Information provided:
************

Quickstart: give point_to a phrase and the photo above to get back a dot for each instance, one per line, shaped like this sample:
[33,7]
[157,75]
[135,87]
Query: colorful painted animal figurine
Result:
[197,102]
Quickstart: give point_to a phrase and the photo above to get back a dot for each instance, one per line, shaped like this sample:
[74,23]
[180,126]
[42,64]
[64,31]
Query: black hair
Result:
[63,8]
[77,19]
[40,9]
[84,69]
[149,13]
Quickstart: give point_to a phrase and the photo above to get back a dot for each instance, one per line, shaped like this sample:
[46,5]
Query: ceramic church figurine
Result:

************

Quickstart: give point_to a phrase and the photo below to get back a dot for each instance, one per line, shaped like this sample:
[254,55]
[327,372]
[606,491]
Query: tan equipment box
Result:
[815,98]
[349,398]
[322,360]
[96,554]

************

Pull out every line of the data above that contains the word "figurine", matching case exactly, and copy each one in full.

Query: colorful painted animal figurine
Query: ceramic church figurine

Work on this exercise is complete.